- ACTIVITY
Find and copy every line in the records that includes the string "hair".

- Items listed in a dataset
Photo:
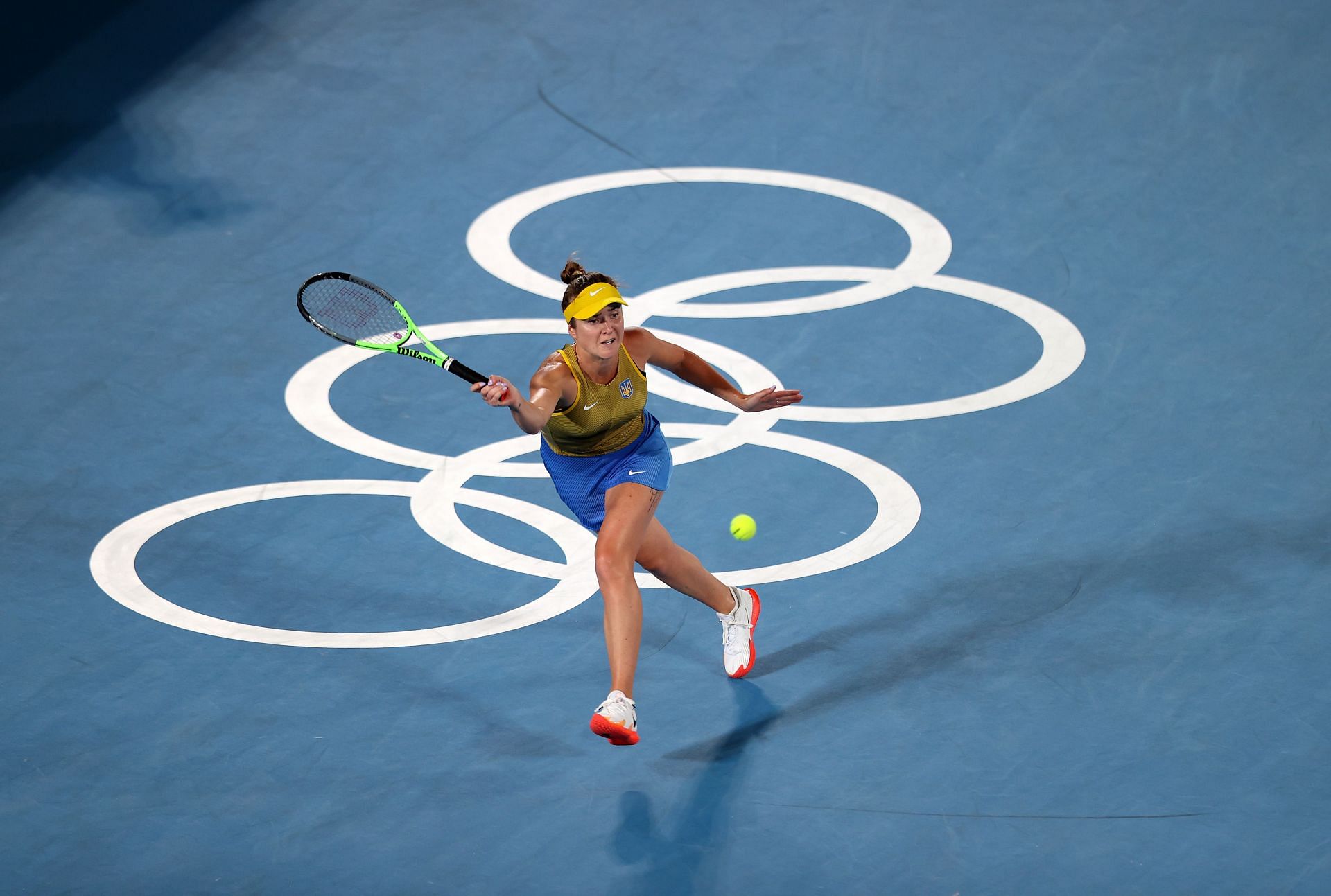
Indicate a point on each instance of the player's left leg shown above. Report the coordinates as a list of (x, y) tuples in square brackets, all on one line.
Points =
[(738, 608)]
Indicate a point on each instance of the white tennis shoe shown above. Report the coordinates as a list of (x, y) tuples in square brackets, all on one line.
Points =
[(738, 633), (616, 719)]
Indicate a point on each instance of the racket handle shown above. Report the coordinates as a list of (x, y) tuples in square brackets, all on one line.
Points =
[(453, 365)]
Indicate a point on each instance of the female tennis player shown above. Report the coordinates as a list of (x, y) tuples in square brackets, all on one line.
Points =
[(610, 464)]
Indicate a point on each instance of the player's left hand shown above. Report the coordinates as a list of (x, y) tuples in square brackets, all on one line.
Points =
[(769, 398)]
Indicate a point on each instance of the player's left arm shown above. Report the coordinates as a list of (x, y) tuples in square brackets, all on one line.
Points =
[(646, 348)]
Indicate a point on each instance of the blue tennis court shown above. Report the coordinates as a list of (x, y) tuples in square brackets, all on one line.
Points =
[(1044, 554)]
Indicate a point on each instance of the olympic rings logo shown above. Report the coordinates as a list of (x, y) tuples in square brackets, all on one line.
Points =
[(435, 497)]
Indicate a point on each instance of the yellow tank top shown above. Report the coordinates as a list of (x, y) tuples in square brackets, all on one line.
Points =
[(602, 419)]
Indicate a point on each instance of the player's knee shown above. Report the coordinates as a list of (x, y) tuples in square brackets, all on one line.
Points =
[(613, 563)]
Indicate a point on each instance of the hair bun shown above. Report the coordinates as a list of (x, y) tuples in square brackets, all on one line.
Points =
[(573, 270)]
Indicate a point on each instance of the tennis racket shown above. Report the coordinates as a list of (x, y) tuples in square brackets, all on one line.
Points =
[(357, 312)]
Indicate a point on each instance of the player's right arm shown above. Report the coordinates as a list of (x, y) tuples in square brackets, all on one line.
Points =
[(551, 388)]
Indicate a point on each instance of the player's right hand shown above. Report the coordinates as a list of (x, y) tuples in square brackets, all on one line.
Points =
[(497, 392)]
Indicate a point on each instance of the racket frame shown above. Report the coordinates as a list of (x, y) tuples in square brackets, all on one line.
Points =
[(435, 355)]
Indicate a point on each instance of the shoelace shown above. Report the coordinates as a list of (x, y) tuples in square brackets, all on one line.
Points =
[(733, 635), (619, 710)]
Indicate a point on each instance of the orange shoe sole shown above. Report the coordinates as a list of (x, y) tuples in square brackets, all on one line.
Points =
[(616, 734)]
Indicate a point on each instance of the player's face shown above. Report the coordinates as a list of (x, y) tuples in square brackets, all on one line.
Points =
[(602, 335)]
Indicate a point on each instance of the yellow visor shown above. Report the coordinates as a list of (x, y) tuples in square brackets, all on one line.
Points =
[(591, 300)]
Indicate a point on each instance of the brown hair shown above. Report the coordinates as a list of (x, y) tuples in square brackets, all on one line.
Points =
[(578, 280)]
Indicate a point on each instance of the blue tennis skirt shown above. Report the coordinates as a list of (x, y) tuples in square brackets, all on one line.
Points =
[(582, 482)]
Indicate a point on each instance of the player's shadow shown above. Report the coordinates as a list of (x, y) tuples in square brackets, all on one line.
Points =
[(675, 854), (1224, 569)]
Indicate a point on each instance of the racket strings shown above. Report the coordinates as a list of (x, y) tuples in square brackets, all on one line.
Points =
[(354, 312)]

- TASK RESULT
Indicate a point on each instance of the hair bun shown above. Report the coordinates as a list of (x, y) tuples in square brackets, all on one line.
Indicate a point on each instance of the brown hair shown above. Report the coordinates as a list of (x, y) tuples in square brackets, all on one line.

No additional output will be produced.